§ EXCERPT:
Skip to contents

Computes weighted log odds ratios using the method from Monroe, Colaresi, and Quinn (2008) "Fightin' Words" via the tidylo package. This method weights log odds by variance (z-score) to identify words that reliably distinguish between groups, accounting for sampling variability.

Usage

calculate_weighted_log_odds(dfm_object, group_var, top_n = 10, min_count = 5)

Arguments

dfm_object

A quanteda dfm object

group_var

Character, name of the document variable to group by

top_n

Number of top terms to return per group (default: 10)

min_count

Minimum total count for a term to be included (default: 5)

Value

A data frame with columns: group, feature, n, log_odds_weighted, and log_odds (from tidylo::bind_log_odds)

References

Monroe, B. L., Colaresi, M. P., & Quinn, K. M. (2008). Fightin' words: Lexical feature selection and evaluation for identifying the content of political conflict. Political Analysis, 16(4), 372-403.

Silge, J., & Robinson, D. (2017). Text mining with R: A tidy approach. O'Reilly Media. https://www.tidytextmining.com/

Examples

if (FALSE) { # \dontrun{
weighted_odds <- calculate_weighted_log_odds(dfm, "party", top_n = 15)
} # }

§ DATASET ROWS:
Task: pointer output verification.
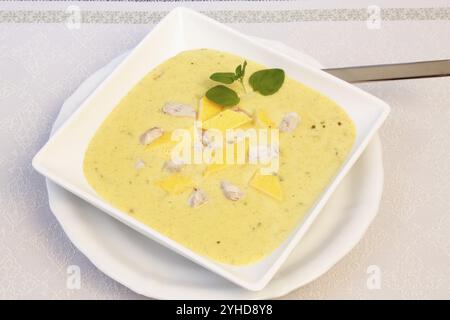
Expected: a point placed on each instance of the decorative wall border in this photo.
(229, 16)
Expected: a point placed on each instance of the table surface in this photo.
(42, 61)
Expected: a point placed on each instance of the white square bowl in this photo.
(61, 158)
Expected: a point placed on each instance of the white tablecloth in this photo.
(42, 61)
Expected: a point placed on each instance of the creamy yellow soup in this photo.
(128, 174)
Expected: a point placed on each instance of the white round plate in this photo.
(154, 271)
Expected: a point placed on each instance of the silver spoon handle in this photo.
(383, 72)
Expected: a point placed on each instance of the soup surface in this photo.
(134, 176)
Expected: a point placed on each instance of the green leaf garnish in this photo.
(230, 77)
(267, 81)
(223, 96)
(223, 77)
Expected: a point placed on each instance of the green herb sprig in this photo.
(266, 82)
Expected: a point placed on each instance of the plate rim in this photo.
(161, 294)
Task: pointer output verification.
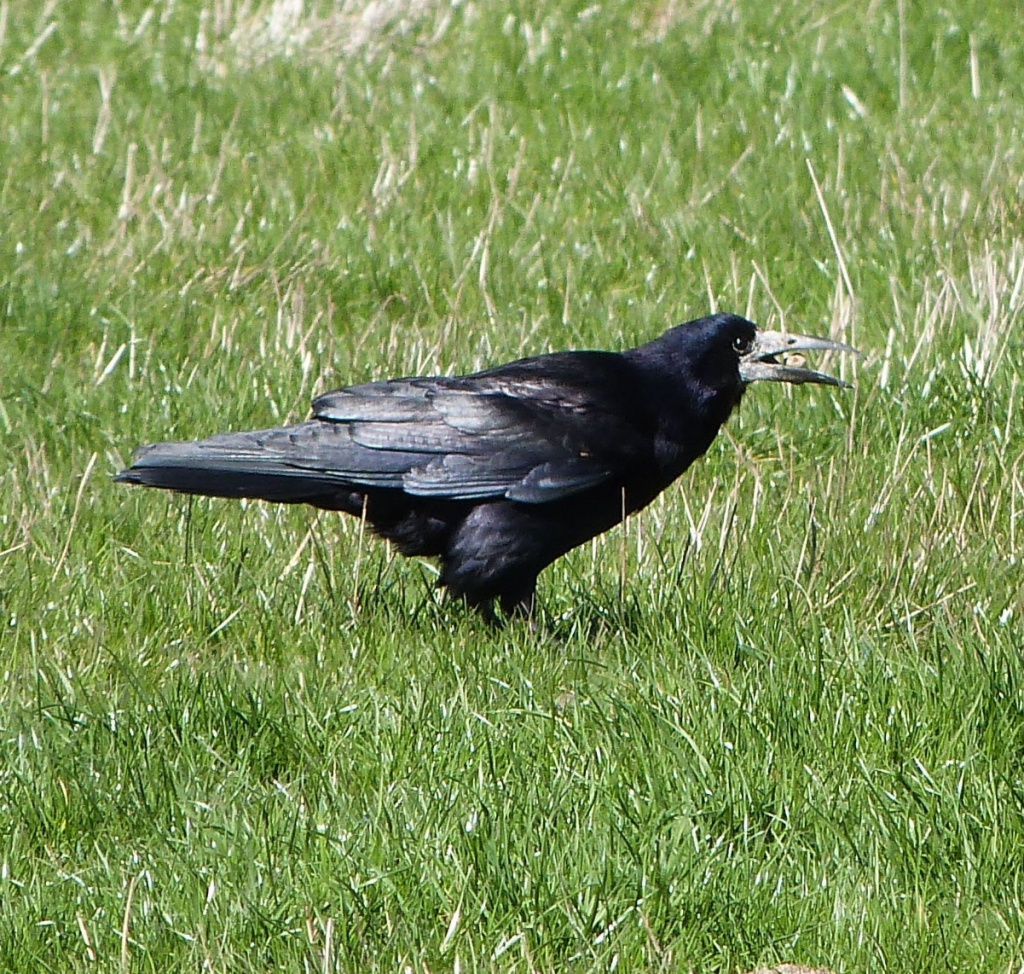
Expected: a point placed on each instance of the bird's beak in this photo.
(761, 364)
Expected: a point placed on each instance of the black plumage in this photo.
(500, 472)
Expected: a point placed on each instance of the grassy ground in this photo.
(780, 717)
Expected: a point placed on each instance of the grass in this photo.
(778, 718)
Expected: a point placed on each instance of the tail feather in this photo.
(237, 465)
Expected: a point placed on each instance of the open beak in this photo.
(761, 363)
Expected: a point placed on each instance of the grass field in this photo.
(778, 718)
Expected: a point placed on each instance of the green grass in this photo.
(779, 718)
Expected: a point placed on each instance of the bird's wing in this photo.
(528, 438)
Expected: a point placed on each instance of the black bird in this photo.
(500, 472)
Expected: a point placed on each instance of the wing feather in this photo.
(527, 436)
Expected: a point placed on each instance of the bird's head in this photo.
(711, 362)
(726, 351)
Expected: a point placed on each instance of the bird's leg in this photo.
(521, 602)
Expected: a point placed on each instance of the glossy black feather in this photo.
(499, 472)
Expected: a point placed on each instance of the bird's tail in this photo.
(267, 465)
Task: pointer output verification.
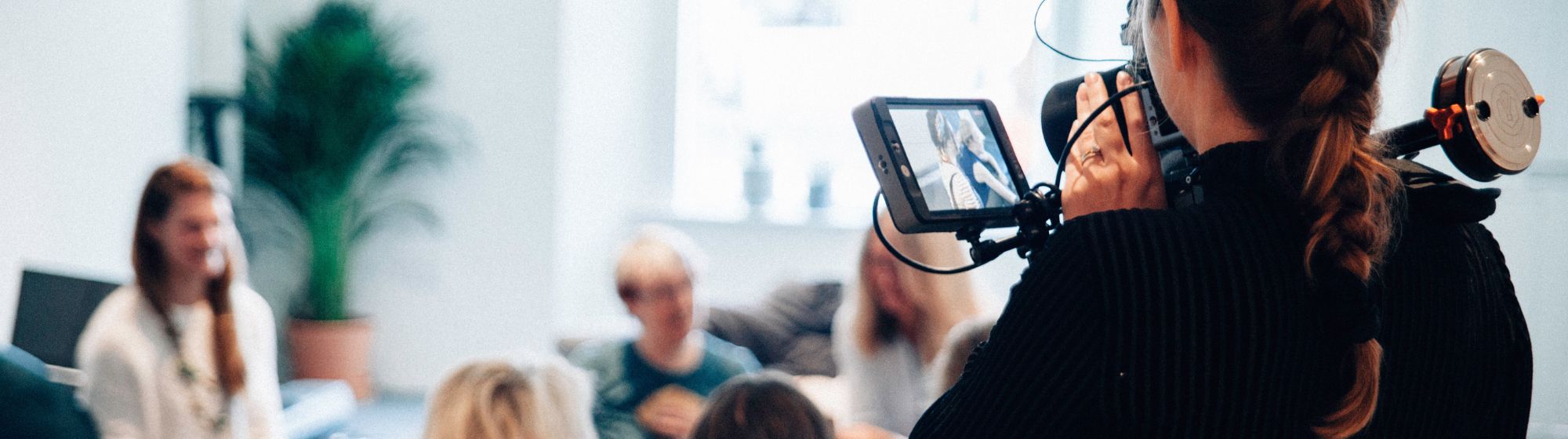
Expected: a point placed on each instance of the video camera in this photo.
(946, 165)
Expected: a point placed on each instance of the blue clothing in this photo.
(623, 380)
(967, 164)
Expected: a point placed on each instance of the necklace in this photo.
(198, 385)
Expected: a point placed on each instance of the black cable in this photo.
(1116, 98)
(907, 261)
(1061, 170)
(1054, 49)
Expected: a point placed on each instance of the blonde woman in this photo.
(543, 399)
(895, 325)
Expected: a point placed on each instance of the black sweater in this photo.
(1192, 322)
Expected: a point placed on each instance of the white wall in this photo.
(568, 112)
(485, 285)
(92, 101)
(617, 134)
(1528, 222)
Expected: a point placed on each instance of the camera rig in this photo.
(1484, 115)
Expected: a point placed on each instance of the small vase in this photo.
(758, 181)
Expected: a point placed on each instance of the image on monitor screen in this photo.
(954, 154)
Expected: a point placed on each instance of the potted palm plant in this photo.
(330, 136)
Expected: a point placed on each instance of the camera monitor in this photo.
(943, 164)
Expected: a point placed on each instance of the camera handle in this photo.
(1039, 212)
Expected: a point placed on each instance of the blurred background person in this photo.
(539, 399)
(183, 352)
(895, 325)
(761, 407)
(655, 386)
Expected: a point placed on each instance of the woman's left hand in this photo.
(1102, 175)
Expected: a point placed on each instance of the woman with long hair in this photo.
(761, 407)
(888, 333)
(1243, 316)
(183, 352)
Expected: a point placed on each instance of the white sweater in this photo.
(134, 386)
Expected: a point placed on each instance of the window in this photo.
(766, 90)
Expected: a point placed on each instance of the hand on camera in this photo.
(1102, 175)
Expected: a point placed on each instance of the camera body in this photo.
(943, 164)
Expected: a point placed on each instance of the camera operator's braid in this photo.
(1345, 187)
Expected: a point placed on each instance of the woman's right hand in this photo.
(1102, 175)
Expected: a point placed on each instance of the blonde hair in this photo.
(656, 253)
(940, 300)
(545, 399)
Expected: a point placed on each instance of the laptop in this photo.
(51, 313)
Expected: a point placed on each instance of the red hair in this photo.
(147, 258)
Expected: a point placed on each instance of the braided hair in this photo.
(1305, 71)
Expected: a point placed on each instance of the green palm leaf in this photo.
(330, 132)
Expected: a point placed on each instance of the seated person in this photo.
(184, 350)
(499, 401)
(655, 386)
(761, 407)
(890, 328)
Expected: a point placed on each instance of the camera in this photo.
(948, 165)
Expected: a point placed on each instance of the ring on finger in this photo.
(1094, 151)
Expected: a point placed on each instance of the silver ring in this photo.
(1092, 151)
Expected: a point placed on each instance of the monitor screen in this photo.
(956, 158)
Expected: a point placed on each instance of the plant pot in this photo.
(333, 350)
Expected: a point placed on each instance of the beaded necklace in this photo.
(217, 419)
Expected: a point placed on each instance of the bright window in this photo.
(783, 76)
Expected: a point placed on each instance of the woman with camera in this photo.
(1247, 314)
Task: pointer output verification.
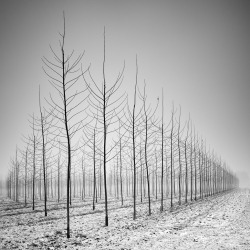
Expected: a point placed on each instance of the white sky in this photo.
(197, 50)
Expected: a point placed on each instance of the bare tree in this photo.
(101, 101)
(63, 76)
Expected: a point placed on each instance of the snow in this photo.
(218, 222)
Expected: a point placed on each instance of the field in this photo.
(217, 222)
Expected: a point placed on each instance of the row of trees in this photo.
(90, 137)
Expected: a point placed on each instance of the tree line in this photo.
(89, 141)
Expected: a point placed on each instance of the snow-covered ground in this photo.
(218, 222)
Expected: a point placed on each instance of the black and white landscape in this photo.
(124, 124)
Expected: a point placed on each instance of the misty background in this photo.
(198, 51)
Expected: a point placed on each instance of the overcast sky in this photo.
(198, 51)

§ EXERCISE 1: From the weighted log odds documentation above, reproduce word for word the part that opens with the words containing "Number of top" and closes with "log_odds (from tidylo::bind_log_odds)".
§ EXERCISE 2: According to the weighted log odds documentation above, why does the method weight log odds by variance? Answer in one to three sentences.
§ EXERCISE 3: In the weighted log odds documentation above, how many top terms per group does the function return by default?

§ WRITTEN SOLUTION 1:
Number of top terms to return per group (default: 10)

min_count

Minimum total count for a term to be included (default: 5)

Value

A data frame with columns: group, feature, n, log_odds_weighted, and log_odds (from tidylo::bind_log_odds)

§ WRITTEN SOLUTION 2: The method weights log odds by variance (a z-score) so that it can identify words that reliably distinguish between groups. This weighting accounts for sampling variability.

§ WRITTEN SOLUTION 3: It returns 10 top terms per group by default.